*Written problem A:*
Answer these questions about the text on SQL aggregation changes:
(i) What happens to state data when every aggregated field is deleted?
(ii) Which aggregate function is added to the outer aggregation in the first incompatible example?
(iii) What kind of function, if used before or after a modification, prevents the system from determining compatibility?

*Text block:*
Add an aggregated field in multi-level aggregation

In multi-level aggregation, retraction can occur between aggregation levels. Adding a field in this context produces unpredictable results and is incompatible.

-- Original SQL statement:
SELECT a/2, AVG(b), MIN(c) FROM (
    SELECT a, SUM(b) AS b, MAX(c) AS c FROM MyTable GROUP BY a
) GROUP BY a/2;

-- Incompatible: Add COUNT(c) in the outer aggregation.
SELECT a/2, AVG(b), MIN(c), COUNT(c) FROM (
    SELECT a, SUM(b) AS b, MAX(c) AS c FROM MyTable GROUP BY a
) GROUP BY a/2;

Delete all aggregated fields

Deleting every aggregated field discards all state data with no reuse.

-- Original SQL statement:
SELECT a, SUM(b), MAX(c) FROM MyTable GROUP BY a;

-- Incompatible: Delete both SUM(b) and MAX(c).
SELECT a FROM MyTable GROUP BY a;

Change the relative order of DISTINCT aggregate functions

-- Original SQL statement:
INSERT INTO MySink
SELECT a, MAX(b), SUM(DISTINCT b), COUNT(DISTINCT b) FROM MyTable GROUP BY a;

-- Incompatible: COUNT(DISTINCT b) now precedes SUM(DISTINCT b).
INSERT INTO MySink
SELECT COUNT(DISTINCT b), a, MAX(b), SUM(DISTINCT b) FROM MyTable GROUP BY a;

Add aggregated fields to a job with no existing aggregated fields

-- Original SQL statement:
INSERT INTO MySink
SELECT a, b FROM MyTable GROUP BY a, b;

-- Incompatible: Add SUM(b).
INSERT INTO MySink
SELECT a, b, SUM(b) FROM MyTable GROUP BY a, b;

Retain only one aggregated field and modify its computation logic

-- Original SQL statement:
INSERT INTO MySink
SELECT a, SUM(b), MAX(b), MAX(c) FROM MyTable GROUP BY a;

-- Incompatible: Keep only MAX(c) and change its input expression.
INSERT INTO MySink
SELECT a, MAX(c) FROM (SELECT a, b, c + 1 AS c, ts FROM MyTable) GROUP BY a;

Modify all aggregated fields

-- Original SQL statement:
INSERT INTO MySink
SELECT a, b, MAX(c) FROM MyTable GROUP BY a, b;

-- Incompatible: Replace MAX(c) with MIN(c) (the only aggregated field).
INSERT INTO MySink
SELECT a, b, MIN(c) FROM MyTable GROUP BY a, b;

Add or modify an aggregate function that supports retraction

-- Original SQL statement:
SELECT c/2, AVG(avg_a) AS avg_avg_a, MAX(max_b) max_max_b FROM
    (SELECT c, MAX(b) AS max_b, AVG(a) AS avg_a FROM MyTable GROUP BY c)
GROUP BY c/2;

-- Incompatible: Add MIN(max_b), which supports retraction.
SELECT c/2, AVG(avg_a) AS avg_avg_a, MIN(max_b) min_max_b, MAX(max_b) max_max_b FROM
    (SELECT c, MAX(b) AS max_b, AVG(a) AS avg_a FROM MyTable GROUP BY c)
GROUP BY c/2;

-- Incompatible: Replace MAX(max_b) with MIN(max_b).
SELECT c/2, AVG(avg_a) AS avg_avg_a, MIN(max_b) max_max_b FROM
    (SELECT c, MAX(b) AS max_b, AVG(a) AS avg_a FROM MyTable GROUP BY c)
GROUP BY c/2;

Modifications with unknown compatibility

If a Python user-defined aggregate function (UDAF) is used before or after the modification, the system cannot determine compatibility.

-- Unknown compatibility: The query uses a Python UDAF (weighted_avg).
SELECT a, MAX(b), SUM(DISTINCT b), COUNT(DISTINCT b), weighted_avg(a, b)
FROM MyTable GROUP BY a, b;

(Stored items)

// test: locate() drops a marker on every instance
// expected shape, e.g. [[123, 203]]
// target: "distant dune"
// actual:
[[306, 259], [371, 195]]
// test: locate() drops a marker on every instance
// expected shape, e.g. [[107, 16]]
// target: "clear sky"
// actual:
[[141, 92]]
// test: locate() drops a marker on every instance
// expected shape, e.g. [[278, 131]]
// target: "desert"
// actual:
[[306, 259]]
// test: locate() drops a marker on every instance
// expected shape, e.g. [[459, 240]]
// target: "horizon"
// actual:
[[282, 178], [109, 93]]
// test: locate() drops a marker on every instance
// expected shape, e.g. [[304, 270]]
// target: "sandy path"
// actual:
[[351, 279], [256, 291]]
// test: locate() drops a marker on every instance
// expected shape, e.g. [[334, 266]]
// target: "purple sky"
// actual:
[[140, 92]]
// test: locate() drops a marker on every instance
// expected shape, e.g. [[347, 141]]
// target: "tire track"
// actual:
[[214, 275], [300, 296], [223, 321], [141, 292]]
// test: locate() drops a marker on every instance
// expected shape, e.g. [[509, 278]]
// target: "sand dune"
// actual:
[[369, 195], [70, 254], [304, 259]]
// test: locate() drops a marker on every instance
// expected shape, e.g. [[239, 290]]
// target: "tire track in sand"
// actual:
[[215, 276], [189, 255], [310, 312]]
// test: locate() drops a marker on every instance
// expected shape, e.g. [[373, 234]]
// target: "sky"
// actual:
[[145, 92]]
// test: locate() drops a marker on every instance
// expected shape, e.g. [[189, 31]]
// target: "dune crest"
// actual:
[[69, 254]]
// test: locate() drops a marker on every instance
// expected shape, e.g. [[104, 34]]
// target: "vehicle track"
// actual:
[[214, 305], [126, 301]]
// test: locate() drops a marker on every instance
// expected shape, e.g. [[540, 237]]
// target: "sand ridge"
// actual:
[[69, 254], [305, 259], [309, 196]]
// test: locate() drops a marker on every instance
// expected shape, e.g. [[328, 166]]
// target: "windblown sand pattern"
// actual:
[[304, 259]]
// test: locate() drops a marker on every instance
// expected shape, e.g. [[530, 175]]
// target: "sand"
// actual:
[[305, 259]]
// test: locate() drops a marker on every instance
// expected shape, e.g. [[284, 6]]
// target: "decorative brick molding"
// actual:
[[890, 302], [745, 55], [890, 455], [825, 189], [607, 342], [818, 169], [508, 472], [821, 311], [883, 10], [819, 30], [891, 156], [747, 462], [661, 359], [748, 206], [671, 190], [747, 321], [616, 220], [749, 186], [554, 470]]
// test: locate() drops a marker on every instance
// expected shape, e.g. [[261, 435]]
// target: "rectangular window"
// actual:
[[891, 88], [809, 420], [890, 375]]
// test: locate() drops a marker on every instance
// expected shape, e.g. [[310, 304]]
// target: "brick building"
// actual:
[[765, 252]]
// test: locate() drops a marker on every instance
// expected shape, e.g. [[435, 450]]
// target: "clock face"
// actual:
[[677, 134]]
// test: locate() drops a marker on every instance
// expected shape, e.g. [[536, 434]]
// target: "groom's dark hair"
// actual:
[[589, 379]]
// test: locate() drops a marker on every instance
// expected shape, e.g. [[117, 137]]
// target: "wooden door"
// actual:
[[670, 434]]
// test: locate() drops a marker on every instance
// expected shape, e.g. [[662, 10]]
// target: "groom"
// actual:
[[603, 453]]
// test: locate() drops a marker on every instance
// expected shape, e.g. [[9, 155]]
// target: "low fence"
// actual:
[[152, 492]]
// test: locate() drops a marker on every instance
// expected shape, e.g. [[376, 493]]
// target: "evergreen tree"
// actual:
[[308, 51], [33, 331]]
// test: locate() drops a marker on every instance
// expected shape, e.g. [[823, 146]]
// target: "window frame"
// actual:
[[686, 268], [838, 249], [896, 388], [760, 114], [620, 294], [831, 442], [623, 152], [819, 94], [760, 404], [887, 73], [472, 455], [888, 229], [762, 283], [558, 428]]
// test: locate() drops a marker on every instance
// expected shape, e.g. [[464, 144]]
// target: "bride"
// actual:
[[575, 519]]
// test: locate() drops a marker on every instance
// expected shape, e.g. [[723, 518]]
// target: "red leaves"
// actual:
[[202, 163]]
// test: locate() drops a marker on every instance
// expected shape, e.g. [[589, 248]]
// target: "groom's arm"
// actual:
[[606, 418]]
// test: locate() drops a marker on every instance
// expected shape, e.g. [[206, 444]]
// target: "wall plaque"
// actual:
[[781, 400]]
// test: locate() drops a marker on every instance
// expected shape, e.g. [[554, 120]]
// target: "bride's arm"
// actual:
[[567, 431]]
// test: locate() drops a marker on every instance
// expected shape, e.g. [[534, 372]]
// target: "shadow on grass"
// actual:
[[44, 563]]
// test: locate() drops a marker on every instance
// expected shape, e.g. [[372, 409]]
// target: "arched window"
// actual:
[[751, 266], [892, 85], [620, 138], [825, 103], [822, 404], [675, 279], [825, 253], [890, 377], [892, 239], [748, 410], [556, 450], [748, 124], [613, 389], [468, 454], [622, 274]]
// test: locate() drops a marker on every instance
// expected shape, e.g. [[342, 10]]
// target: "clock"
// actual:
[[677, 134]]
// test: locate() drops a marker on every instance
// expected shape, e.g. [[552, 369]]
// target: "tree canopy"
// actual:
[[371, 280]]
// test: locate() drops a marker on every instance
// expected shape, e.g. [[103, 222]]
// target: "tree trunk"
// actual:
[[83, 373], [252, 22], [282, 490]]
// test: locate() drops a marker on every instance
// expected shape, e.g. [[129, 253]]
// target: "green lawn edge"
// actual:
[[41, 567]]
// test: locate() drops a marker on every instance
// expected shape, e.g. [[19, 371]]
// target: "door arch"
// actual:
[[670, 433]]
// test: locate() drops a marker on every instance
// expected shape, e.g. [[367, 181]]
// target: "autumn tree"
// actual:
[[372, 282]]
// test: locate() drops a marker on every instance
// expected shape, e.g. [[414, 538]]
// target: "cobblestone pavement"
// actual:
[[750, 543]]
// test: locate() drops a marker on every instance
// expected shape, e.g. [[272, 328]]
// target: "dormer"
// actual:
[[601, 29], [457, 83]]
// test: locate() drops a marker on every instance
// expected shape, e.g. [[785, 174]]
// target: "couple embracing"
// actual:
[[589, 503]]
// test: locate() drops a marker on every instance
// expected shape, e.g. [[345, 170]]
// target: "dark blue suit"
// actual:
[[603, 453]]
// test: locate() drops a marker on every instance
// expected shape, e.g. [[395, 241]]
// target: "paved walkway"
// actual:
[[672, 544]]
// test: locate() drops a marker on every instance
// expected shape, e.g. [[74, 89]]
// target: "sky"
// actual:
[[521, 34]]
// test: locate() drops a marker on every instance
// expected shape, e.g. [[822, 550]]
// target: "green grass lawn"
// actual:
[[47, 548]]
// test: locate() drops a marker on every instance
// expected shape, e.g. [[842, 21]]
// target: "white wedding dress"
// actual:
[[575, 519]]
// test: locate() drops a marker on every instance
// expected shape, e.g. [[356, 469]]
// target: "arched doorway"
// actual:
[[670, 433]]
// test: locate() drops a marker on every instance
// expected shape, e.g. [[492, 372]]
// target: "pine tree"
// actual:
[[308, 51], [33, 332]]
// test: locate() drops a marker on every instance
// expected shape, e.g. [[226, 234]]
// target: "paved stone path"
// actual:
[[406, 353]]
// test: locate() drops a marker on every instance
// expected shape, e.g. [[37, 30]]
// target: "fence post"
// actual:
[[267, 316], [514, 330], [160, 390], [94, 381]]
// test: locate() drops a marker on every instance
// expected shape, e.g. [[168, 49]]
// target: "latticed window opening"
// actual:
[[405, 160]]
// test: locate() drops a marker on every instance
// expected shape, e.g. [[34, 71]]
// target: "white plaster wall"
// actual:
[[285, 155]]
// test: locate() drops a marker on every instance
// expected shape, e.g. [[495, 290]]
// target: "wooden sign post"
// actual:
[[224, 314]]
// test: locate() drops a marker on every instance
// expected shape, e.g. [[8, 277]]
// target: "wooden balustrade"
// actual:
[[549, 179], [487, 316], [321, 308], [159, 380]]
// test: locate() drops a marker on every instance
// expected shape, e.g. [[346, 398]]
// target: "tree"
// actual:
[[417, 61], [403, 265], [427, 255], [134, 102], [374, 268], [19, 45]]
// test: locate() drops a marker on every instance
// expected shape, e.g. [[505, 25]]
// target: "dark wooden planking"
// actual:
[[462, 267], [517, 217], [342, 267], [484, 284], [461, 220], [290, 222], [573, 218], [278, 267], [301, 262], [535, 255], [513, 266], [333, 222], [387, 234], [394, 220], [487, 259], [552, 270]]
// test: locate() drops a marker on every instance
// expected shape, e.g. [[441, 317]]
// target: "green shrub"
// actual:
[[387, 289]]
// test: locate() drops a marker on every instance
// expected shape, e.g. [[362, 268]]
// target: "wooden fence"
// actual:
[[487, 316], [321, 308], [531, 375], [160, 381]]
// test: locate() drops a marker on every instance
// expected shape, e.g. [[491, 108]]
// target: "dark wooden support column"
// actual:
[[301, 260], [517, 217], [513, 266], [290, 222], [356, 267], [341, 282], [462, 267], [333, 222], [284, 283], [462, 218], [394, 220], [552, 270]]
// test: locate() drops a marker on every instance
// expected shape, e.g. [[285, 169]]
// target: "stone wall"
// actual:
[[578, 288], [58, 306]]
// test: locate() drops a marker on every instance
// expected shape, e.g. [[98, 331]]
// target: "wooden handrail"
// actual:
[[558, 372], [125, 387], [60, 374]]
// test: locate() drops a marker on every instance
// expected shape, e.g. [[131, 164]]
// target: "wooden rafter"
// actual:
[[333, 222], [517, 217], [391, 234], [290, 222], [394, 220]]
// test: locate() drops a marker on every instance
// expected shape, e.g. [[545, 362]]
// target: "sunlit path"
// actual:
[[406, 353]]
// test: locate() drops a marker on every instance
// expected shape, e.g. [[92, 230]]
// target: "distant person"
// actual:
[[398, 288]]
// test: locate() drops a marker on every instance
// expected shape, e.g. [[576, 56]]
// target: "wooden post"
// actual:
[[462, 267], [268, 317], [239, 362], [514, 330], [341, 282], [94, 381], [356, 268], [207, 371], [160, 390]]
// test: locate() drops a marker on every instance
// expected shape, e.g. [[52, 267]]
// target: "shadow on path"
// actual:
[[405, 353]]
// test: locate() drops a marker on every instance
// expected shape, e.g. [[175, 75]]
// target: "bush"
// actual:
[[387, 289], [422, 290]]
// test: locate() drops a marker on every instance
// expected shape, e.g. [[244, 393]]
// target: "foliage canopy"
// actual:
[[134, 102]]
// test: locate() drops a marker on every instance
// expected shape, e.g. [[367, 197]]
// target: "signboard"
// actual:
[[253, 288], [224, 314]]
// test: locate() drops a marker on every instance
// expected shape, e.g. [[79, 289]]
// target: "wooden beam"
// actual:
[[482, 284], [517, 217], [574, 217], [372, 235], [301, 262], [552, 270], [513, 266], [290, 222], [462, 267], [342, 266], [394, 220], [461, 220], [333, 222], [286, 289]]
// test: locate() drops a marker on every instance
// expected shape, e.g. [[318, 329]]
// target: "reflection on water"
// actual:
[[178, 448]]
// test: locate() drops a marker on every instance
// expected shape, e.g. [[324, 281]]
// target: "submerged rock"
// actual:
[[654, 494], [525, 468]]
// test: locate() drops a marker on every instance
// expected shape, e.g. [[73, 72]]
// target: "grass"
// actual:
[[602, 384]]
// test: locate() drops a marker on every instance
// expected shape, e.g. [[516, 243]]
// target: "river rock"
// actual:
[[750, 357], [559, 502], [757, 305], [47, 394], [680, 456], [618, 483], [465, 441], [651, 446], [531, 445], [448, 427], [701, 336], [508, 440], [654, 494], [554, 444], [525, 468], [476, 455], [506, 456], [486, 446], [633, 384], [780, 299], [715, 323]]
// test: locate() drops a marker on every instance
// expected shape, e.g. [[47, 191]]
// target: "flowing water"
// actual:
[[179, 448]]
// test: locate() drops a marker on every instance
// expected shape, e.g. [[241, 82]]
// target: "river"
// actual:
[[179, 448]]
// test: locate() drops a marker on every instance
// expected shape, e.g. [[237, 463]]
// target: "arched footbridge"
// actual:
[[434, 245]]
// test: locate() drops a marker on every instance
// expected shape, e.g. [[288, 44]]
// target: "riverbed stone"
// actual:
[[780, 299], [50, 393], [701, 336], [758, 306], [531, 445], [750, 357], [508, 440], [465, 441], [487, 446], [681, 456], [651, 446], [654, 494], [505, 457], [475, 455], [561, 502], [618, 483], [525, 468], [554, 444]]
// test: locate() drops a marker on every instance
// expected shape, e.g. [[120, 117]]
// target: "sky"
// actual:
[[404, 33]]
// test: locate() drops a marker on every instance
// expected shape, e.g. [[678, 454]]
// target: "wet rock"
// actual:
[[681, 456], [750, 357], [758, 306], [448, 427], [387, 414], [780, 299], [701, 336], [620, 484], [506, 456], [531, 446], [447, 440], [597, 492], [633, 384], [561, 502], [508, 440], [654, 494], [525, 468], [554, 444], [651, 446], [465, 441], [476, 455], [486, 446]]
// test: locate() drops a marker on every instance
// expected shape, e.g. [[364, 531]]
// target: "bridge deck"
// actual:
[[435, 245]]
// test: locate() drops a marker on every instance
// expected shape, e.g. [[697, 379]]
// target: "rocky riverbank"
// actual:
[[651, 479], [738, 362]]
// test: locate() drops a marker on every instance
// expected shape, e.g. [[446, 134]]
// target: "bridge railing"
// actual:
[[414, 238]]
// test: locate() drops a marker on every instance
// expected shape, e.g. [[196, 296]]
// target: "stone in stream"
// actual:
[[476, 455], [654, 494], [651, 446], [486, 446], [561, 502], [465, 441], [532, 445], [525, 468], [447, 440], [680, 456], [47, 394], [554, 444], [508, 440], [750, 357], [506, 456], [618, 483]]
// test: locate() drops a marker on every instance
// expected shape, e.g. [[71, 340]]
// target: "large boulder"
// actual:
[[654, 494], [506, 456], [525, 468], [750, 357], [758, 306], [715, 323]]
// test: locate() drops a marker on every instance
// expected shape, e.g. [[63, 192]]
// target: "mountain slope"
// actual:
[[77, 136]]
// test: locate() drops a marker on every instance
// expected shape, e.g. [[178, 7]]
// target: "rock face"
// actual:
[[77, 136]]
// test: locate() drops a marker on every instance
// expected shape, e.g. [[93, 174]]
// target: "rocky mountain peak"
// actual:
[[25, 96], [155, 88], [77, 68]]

*Written problem B:*
Duplicate the stored entries from their first line through the line containing "[[214, 305], [126, 301]]", including both of those lines.

*Written answer A:*
(i) All state data is discarded with no reuse.
(ii) COUNT(c).
(iii) A Python user-defined aggregate function (UDAF).

*Written answer B:*
// test: locate() drops a marker on every instance
// expected shape, e.g. [[123, 203]]
// target: "distant dune"
// actual:
[[306, 259], [371, 195]]
// test: locate() drops a marker on every instance
// expected shape, e.g. [[107, 16]]
// target: "clear sky"
// actual:
[[141, 92]]
// test: locate() drops a marker on every instance
// expected shape, e.g. [[278, 131]]
// target: "desert"
// actual:
[[306, 259]]
// test: locate() drops a marker on every instance
// expected shape, e.g. [[459, 240]]
// target: "horizon"
// actual:
[[282, 178], [109, 93]]
// test: locate() drops a marker on every instance
// expected shape, e.g. [[304, 270]]
// target: "sandy path"
// actual:
[[351, 279], [256, 291]]
// test: locate() drops a marker on every instance
// expected shape, e.g. [[334, 266]]
// target: "purple sky"
// actual:
[[140, 92]]
// test: locate() drops a marker on every instance
// expected shape, e.g. [[347, 141]]
// target: "tire track"
// actual:
[[214, 275], [300, 296], [223, 321], [141, 292]]
// test: locate() drops a marker on every instance
// expected shape, e.g. [[509, 278]]
// target: "sand dune"
// actual:
[[369, 195], [70, 254], [304, 259]]
// test: locate() drops a marker on every instance
// expected shape, e.g. [[239, 290]]
// target: "tire track in sand"
// actual:
[[215, 276], [189, 255], [310, 312]]
// test: locate() drops a marker on every instance
// expected shape, e.g. [[373, 234]]
// target: "sky"
// actual:
[[145, 92]]
// test: locate() drops a marker on every instance
// expected shape, e.g. [[189, 31]]
// target: "dune crest"
// actual:
[[69, 254]]
// test: locate() drops a marker on every instance
// expected shape, e.g. [[104, 34]]
// target: "vehicle track"
// actual:
[[214, 305], [126, 301]]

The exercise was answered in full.